■ **Aim of the exercise**: Copy every record exactly, and keep the pictures out.

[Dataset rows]
= = = =

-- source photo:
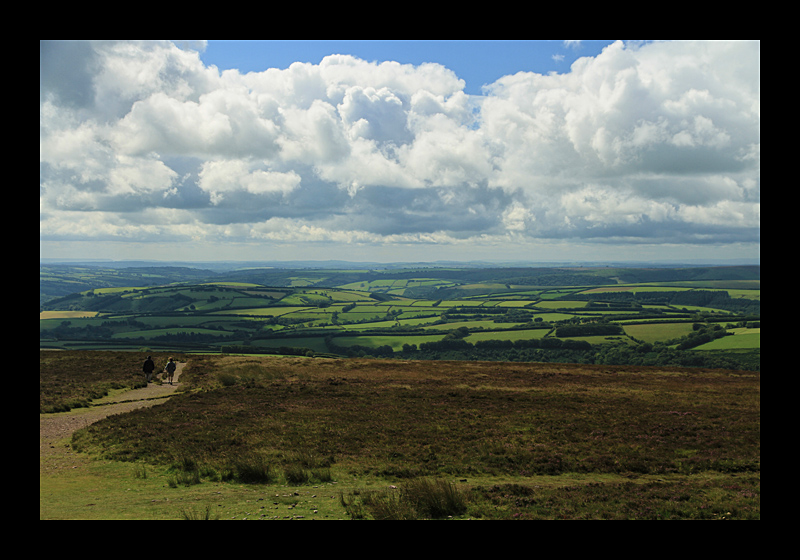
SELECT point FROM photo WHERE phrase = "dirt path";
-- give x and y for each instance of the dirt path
(53, 428)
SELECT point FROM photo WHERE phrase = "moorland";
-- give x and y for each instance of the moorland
(409, 394)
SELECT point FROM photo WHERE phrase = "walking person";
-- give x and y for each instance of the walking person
(148, 368)
(170, 370)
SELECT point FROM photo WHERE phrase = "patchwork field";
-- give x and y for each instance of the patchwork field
(593, 316)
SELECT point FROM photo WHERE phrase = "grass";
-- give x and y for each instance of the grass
(509, 441)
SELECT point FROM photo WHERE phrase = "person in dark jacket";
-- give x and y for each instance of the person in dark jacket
(148, 368)
(170, 368)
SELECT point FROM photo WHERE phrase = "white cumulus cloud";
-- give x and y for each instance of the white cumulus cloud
(658, 141)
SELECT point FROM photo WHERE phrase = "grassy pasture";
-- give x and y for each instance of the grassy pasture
(656, 332)
(739, 341)
(508, 441)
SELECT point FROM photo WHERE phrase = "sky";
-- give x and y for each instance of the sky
(422, 151)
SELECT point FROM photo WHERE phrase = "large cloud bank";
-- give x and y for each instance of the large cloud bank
(645, 143)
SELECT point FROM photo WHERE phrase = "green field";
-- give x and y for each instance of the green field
(443, 312)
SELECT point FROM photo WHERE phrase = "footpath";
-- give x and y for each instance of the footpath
(55, 453)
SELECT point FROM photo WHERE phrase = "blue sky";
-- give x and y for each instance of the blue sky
(400, 150)
(476, 62)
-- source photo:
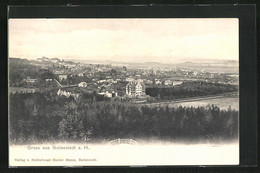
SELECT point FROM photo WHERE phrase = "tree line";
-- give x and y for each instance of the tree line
(42, 117)
(190, 89)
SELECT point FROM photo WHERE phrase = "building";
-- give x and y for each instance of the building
(62, 76)
(135, 88)
(167, 82)
(82, 84)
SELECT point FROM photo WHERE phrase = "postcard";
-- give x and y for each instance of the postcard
(123, 91)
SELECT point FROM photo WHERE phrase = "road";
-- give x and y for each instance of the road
(231, 94)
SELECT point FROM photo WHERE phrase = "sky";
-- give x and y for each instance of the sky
(165, 40)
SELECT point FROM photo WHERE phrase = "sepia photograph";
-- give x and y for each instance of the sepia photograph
(123, 91)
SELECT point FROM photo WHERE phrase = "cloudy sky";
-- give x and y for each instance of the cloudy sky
(127, 40)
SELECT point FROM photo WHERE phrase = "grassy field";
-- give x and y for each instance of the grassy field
(223, 103)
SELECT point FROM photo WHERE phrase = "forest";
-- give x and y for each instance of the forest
(190, 89)
(44, 117)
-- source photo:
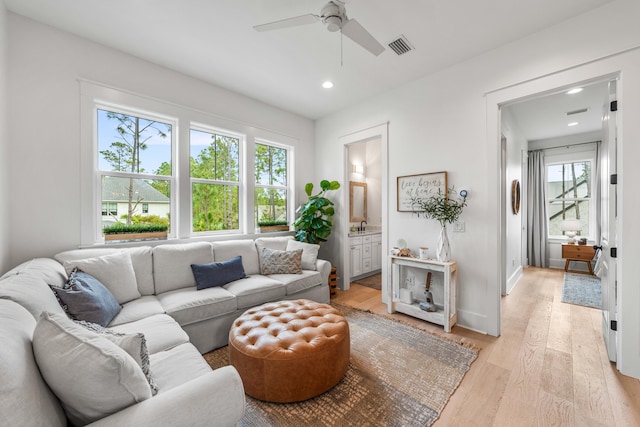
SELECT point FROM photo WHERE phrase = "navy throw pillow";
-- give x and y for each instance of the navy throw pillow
(84, 297)
(218, 273)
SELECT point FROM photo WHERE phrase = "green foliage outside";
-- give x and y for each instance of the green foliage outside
(314, 223)
(440, 207)
(215, 201)
(270, 170)
(121, 228)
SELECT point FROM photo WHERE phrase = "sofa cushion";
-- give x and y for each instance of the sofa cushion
(91, 376)
(83, 297)
(172, 264)
(256, 290)
(189, 305)
(309, 253)
(31, 290)
(281, 262)
(134, 344)
(278, 243)
(141, 259)
(137, 309)
(177, 366)
(115, 271)
(295, 283)
(224, 251)
(22, 388)
(161, 331)
(218, 273)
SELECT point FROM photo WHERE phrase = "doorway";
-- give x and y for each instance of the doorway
(377, 192)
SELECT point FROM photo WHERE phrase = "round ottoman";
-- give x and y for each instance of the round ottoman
(289, 351)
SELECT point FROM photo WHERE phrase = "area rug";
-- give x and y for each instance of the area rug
(374, 281)
(398, 375)
(582, 289)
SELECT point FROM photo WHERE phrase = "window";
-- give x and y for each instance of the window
(271, 187)
(569, 195)
(134, 165)
(215, 181)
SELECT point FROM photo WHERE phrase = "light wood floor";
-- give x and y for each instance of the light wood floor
(548, 368)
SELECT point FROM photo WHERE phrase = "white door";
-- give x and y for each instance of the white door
(608, 231)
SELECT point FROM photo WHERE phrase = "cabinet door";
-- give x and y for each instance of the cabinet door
(355, 255)
(376, 255)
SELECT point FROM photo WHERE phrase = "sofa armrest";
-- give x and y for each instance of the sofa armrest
(215, 398)
(324, 267)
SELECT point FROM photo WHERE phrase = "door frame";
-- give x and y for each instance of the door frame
(376, 132)
(496, 233)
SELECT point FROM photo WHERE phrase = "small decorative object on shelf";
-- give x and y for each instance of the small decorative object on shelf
(444, 210)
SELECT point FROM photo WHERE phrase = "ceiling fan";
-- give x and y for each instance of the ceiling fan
(334, 16)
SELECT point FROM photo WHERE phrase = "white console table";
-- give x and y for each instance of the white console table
(446, 314)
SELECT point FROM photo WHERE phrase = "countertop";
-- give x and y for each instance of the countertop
(363, 233)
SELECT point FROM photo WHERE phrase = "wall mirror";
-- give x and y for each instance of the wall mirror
(357, 201)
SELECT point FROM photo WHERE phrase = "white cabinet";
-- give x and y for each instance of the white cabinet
(365, 254)
(355, 256)
(376, 252)
(446, 313)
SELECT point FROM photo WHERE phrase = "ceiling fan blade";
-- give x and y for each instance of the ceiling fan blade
(309, 18)
(358, 34)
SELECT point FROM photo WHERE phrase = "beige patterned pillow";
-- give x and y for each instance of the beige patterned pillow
(281, 262)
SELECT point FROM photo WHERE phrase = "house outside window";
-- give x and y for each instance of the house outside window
(134, 166)
(271, 185)
(215, 180)
(569, 195)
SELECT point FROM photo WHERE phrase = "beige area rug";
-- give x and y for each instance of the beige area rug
(398, 376)
(374, 281)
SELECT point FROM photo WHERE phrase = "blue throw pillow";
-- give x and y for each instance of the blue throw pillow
(218, 273)
(83, 297)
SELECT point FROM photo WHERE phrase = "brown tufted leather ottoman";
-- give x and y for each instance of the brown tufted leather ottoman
(290, 351)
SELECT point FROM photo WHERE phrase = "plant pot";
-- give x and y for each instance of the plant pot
(271, 228)
(123, 237)
(443, 252)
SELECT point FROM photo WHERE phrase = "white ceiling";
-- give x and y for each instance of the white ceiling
(213, 40)
(546, 116)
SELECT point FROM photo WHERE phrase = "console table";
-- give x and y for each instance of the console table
(584, 253)
(446, 314)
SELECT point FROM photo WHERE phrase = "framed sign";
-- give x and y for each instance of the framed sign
(419, 186)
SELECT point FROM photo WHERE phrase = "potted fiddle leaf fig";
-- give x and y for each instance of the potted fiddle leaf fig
(314, 223)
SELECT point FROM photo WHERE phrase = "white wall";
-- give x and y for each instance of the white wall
(439, 123)
(4, 161)
(516, 145)
(44, 67)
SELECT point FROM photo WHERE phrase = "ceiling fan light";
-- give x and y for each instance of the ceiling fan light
(333, 23)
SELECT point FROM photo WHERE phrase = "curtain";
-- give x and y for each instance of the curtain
(537, 210)
(597, 191)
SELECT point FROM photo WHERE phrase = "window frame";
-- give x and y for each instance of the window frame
(574, 155)
(242, 141)
(288, 185)
(95, 95)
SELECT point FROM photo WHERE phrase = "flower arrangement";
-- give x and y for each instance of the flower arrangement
(441, 207)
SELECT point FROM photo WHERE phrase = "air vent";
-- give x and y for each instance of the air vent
(401, 45)
(581, 110)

= = = =

■ **Result**:
-- source photo:
SELECT point FROM photo WHERE phrase = "dirt path";
-- give x and y for each instance of the dirt path
(53, 428)
SELECT point FROM photo WHERE phrase = "moorland";
-- give x and y for each instance of the moorland
(409, 394)
SELECT point FROM photo WHERE phrase = "walking person";
-- give x and y for each instance of the walking person
(148, 368)
(170, 370)
SELECT point FROM photo WHERE phrase = "patchwork field";
-- give x and y for each instance of the patchwork field
(593, 316)
SELECT point FROM photo WHERE phrase = "grass";
-- give x and y for each instance of the grass
(509, 441)
SELECT point FROM photo WHERE phrase = "person in dark jacket";
-- give x and y for each instance of the person in dark jacket
(148, 368)
(170, 368)
SELECT point FROM photo WHERE phrase = "white cumulus cloud";
-- give x and y for each instance of the white cumulus cloud
(658, 141)
SELECT point FROM photo WHERE phrase = "grassy pasture";
-- give x and y for each instance of the grassy pasture
(656, 332)
(739, 341)
(508, 441)
SELECT point FROM photo WHERE phrase = "sky";
-- give x and y for each instance of the sky
(422, 151)
SELECT point FROM photo WHERE phrase = "large cloud bank";
-- give x and y for each instance of the large cloud bank
(645, 143)
SELECT point FROM photo WHERE phrase = "green field";
-- give x and y for each instance of the green field
(443, 312)
SELECT point FROM photo WHERE phrase = "footpath";
-- give x and y for each instance of the footpath
(55, 453)
SELECT point FROM photo WHERE phrase = "blue sky";
-- give x and y for each instance of the blue sky
(400, 150)
(476, 62)
-- source photo:
SELECT point FROM photo WHERE phrase = "tree line";
-- give x and y for each instance of the tree line
(42, 117)
(190, 89)
SELECT point FROM photo WHERE phrase = "building";
-- give x and y for each instance of the building
(62, 76)
(135, 88)
(167, 82)
(82, 84)
SELECT point FROM photo WHERE phrase = "postcard";
-- give x and y for each instance of the postcard
(123, 91)
SELECT point FROM photo WHERE phrase = "road";
-- give x and y for each instance of the road
(231, 94)
SELECT point FROM photo WHERE phrase = "sky";
-- give x and y for each instance of the sky
(165, 40)
SELECT point FROM photo WHERE phrase = "sepia photograph";
-- give x and y for each instance of the sepia photograph
(123, 91)
SELECT point FROM photo WHERE phrase = "cloudy sky";
-- give x and y for each instance of the cloudy sky
(127, 40)
SELECT point FROM photo WHERE phrase = "grassy field";
-- give x and y for each instance of the grassy field
(223, 103)
SELECT point FROM photo WHERE phrase = "forest";
-- give x and y for each instance of the forest
(190, 89)
(44, 117)
-- source photo:
SELECT point FROM photo WHERE phrase = "navy throw pillow";
-- give x and y for each instance of the navy throw pillow
(84, 297)
(218, 273)
SELECT point FROM photo WHERE phrase = "green foliage outside";
-- give x and y for each instance of the green foliage outside
(314, 223)
(440, 207)
(215, 201)
(270, 170)
(121, 228)
SELECT point FROM photo WHERE phrase = "sofa cushion";
-- give x and y for each instance of the sofa cushion
(91, 376)
(83, 297)
(172, 264)
(256, 290)
(189, 305)
(309, 253)
(31, 290)
(281, 262)
(134, 344)
(278, 243)
(141, 259)
(137, 309)
(177, 366)
(115, 271)
(295, 283)
(224, 251)
(22, 388)
(161, 331)
(218, 273)
SELECT point FROM photo WHERE phrase = "doorway";
-- give x and y for each instance of the doorway
(377, 192)
SELECT point FROM photo WHERE phrase = "round ottoman";
-- give x and y for each instance of the round ottoman
(289, 351)
SELECT point FROM photo WHERE phrase = "area rug";
-- give x and y for each instance of the area rug
(374, 281)
(398, 375)
(582, 289)
SELECT point FROM photo WHERE phrase = "window";
-- give x and y for each instance of the window
(271, 187)
(569, 195)
(134, 165)
(215, 181)
SELECT point FROM photo WHERE phrase = "light wood floor";
-- give x and y for each instance of the light wood floor
(548, 368)
SELECT point FROM photo WHERE phrase = "white door";
-- give x and y for each instance of the white door
(608, 231)
SELECT point FROM photo WHERE phrase = "cabinet door";
-- give x and y for each instance of the cabinet door
(355, 255)
(376, 255)
SELECT point FROM photo WHERE phrase = "sofa armrest";
-- give x and y for each instance of the sofa armrest
(215, 398)
(324, 267)
SELECT point FROM photo WHERE phrase = "door frame";
-- give x and y for each instance of the door frame
(376, 132)
(496, 233)
SELECT point FROM photo WHERE phrase = "small decorative object on shelf";
-- give x and y for each instance of the small decorative object on shelf
(444, 210)
SELECT point FROM photo WHERE phrase = "ceiling fan";
-- give x and y for each instance of the ceiling fan
(334, 16)
SELECT point FROM photo WHERE phrase = "white console table";
-- give x and y for each instance of the white console table
(446, 314)
SELECT point FROM photo WHERE phrase = "countertop";
-- give x and y for each instance of the countertop
(363, 233)
SELECT point FROM photo WHERE phrase = "wall mirror";
-- give x and y for each instance of the wall mirror
(357, 201)
SELECT point FROM photo WHERE phrase = "white cabinet";
-- give x and y for each instance of the white cabinet
(365, 254)
(355, 256)
(376, 252)
(446, 313)
SELECT point FROM photo WHERE phrase = "ceiling fan blade";
-- give x and y for each instance of the ceiling fan blade
(309, 18)
(358, 34)
SELECT point FROM photo WHERE phrase = "beige patterned pillow";
-- give x and y for each instance of the beige patterned pillow
(281, 262)
SELECT point FROM photo WHERE phrase = "house outside window";
-- give x and y for each instance of the house outside window
(134, 166)
(271, 185)
(215, 180)
(569, 195)
SELECT point FROM photo WHERE phrase = "beige area rug";
-- give x and y for each instance of the beige area rug
(398, 376)
(374, 281)
SELECT point FROM photo WHERE phrase = "blue throw pillow";
-- give x and y for each instance of the blue throw pillow
(218, 273)
(83, 297)
SELECT point FROM photo WHERE phrase = "brown tufted leather ottoman";
-- give x and y for each instance of the brown tufted leather ottoman
(290, 351)
SELECT point FROM photo WHERE phrase = "plant pot";
-- give x and y for each instance of the plant pot
(271, 228)
(123, 237)
(443, 252)
SELECT point FROM photo WHERE phrase = "white ceiling";
-- give x and y for each instance of the white ceiling
(213, 40)
(546, 116)
SELECT point FROM photo WHERE phrase = "console table";
-- give x and y for each instance of the console table
(584, 253)
(446, 314)
SELECT point FROM photo WHERE phrase = "framed sign";
-- give x and y for each instance of the framed sign
(419, 186)
SELECT point FROM photo WHERE phrase = "potted fiddle leaf fig";
-- give x and y for each instance of the potted fiddle leaf fig
(314, 223)
SELECT point FROM photo WHERE phrase = "white wall";
-- give x and y for each instance of the white wall
(439, 123)
(4, 161)
(516, 145)
(44, 67)
SELECT point FROM photo WHERE phrase = "ceiling fan light";
-- give x and y for each instance of the ceiling fan light
(333, 23)
SELECT point FROM photo WHERE phrase = "curtain";
-- give x and y for each instance of the curtain
(537, 210)
(597, 191)
SELECT point FROM photo WHERE phrase = "window frame";
-- give x and y for each instance of the window frame
(574, 155)
(242, 141)
(288, 185)
(95, 95)
SELECT point FROM photo WHERE phrase = "flower arrangement";
-- give x and y for each instance of the flower arrangement
(441, 207)
SELECT point FROM photo WHERE phrase = "air vent";
-- give x and y for each instance of the air vent
(401, 45)
(581, 110)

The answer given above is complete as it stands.